EXTRACTED ENTRIES =
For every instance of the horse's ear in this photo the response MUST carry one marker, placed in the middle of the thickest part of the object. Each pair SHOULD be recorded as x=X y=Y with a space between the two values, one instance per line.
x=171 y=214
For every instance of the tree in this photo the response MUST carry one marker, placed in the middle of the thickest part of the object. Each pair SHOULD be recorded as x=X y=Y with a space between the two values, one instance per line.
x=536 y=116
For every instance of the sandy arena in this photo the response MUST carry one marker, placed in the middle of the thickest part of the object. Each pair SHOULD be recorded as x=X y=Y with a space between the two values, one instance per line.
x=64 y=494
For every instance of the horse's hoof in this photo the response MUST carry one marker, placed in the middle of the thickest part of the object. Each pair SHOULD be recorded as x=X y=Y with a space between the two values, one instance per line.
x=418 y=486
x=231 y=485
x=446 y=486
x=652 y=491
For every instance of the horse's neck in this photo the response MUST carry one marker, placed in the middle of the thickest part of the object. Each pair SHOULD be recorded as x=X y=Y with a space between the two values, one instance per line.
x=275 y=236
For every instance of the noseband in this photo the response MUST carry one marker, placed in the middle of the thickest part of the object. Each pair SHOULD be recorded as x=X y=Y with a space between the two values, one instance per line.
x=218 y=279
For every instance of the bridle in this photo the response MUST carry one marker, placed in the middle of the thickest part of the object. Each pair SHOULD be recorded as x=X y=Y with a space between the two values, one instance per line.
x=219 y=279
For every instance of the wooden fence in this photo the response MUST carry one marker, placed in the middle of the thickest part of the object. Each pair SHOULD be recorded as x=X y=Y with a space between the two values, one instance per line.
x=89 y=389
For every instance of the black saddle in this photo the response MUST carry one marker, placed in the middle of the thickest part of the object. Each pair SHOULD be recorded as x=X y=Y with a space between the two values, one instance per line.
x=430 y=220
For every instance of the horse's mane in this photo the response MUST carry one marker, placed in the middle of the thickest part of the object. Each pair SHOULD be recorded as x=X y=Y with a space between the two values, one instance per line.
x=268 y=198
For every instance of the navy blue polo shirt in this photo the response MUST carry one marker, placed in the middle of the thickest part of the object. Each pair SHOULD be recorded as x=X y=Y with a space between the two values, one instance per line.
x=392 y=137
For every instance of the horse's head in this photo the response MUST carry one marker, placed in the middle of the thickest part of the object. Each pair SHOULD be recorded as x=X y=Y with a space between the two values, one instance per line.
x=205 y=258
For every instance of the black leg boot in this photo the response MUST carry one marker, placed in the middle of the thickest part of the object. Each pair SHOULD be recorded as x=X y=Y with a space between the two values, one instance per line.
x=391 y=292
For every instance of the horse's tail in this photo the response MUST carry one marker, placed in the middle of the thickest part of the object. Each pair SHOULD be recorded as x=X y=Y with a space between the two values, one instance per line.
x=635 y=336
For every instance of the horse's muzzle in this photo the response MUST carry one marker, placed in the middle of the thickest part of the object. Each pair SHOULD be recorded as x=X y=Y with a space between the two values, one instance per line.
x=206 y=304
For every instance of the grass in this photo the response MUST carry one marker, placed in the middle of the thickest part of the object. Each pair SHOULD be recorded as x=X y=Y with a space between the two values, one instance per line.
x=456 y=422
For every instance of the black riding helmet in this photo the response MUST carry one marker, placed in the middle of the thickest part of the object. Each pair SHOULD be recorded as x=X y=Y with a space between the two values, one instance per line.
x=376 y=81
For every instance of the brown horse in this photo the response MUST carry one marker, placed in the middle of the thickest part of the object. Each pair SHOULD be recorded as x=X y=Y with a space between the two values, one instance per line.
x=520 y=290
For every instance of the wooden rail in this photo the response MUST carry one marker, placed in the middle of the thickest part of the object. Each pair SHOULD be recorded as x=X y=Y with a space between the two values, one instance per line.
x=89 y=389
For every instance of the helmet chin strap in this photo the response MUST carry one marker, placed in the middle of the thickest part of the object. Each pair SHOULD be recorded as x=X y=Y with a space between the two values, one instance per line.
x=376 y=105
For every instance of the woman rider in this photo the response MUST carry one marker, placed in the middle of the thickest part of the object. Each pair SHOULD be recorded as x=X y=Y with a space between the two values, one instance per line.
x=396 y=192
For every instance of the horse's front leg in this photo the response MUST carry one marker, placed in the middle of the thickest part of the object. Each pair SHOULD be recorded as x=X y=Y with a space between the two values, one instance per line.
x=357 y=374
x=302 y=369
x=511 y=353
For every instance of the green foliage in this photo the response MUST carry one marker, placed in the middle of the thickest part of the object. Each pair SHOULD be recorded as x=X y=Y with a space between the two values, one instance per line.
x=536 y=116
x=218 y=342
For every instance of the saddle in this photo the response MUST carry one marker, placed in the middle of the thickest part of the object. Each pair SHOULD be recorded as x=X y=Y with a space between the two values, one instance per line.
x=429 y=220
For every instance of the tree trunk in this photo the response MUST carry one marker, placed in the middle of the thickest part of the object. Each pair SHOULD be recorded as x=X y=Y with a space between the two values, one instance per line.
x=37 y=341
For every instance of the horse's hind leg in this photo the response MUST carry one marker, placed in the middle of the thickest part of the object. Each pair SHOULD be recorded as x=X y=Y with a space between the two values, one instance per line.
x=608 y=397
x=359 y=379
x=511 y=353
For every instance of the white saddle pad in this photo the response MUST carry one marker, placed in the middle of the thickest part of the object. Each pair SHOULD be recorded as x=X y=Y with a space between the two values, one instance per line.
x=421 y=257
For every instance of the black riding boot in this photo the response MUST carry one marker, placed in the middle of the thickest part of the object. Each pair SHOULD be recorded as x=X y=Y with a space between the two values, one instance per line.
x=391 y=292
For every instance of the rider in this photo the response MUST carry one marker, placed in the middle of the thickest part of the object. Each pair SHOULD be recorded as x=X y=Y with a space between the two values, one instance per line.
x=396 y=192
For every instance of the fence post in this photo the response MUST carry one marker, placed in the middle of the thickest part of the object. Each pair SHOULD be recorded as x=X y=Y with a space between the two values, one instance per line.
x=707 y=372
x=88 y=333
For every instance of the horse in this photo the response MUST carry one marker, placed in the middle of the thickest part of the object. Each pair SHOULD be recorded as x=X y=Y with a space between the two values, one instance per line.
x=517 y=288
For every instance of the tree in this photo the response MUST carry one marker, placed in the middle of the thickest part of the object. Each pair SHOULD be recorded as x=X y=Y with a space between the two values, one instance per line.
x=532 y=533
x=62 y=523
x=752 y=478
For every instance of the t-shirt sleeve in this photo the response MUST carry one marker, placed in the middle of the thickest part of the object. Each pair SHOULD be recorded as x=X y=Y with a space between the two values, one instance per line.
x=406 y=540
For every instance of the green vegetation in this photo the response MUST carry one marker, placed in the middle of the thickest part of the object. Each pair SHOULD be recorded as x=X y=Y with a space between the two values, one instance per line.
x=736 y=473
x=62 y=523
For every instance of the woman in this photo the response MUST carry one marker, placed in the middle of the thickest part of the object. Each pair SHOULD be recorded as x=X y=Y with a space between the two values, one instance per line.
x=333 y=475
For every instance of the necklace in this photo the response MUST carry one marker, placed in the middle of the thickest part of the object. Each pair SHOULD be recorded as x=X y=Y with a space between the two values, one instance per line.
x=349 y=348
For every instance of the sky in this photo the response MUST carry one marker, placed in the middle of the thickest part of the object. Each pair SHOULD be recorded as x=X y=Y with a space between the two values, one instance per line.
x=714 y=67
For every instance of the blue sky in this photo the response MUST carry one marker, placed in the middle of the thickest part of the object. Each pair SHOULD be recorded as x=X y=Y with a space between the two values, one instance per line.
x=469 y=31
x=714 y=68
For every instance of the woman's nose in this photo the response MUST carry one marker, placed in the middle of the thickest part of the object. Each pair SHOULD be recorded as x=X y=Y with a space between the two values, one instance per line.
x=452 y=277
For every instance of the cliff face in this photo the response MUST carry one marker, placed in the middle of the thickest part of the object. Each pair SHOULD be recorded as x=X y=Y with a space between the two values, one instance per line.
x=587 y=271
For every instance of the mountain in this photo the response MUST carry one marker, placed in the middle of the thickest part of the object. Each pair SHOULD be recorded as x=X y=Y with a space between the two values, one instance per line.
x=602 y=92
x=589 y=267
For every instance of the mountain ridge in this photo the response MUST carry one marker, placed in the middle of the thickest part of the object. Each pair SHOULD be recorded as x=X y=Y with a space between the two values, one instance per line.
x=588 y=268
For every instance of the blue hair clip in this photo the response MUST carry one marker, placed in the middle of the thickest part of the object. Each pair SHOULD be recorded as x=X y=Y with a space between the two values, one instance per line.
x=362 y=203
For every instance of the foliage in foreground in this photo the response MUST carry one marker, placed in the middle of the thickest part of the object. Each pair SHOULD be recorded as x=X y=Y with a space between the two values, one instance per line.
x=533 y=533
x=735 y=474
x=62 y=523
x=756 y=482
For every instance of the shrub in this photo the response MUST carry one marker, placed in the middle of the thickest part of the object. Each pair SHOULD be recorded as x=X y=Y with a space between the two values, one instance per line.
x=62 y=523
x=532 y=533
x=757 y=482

WHAT NEEDS TO BE DONE = Could you set down exactly the lines above, from the one containing "For every instance of the blue hair" through the last, including both and nothing else?

RESULT =
For every instance of the blue hair clip in this photo the response MUST carry one marker, placed in the middle of the thickest part of the object. Each pair SHOULD be recorded as x=X y=Y with a space between the two values, one instance per line.
x=362 y=203
For every instance of the foliage in foreground in this photo the response MUST carry one marker, placed in the middle of the thickest part of the object. Each pair SHOULD be recorded as x=X y=Y with a space between the two values, one instance per line.
x=533 y=533
x=735 y=474
x=62 y=523
x=756 y=482
For every instance of the shrub in this photo the response MUST carry one marker, placed in the middle of the thickest part of the object. Each pair SHOULD be recorded as x=X y=Y with a space between the two values, one instance per line.
x=62 y=523
x=532 y=533
x=757 y=482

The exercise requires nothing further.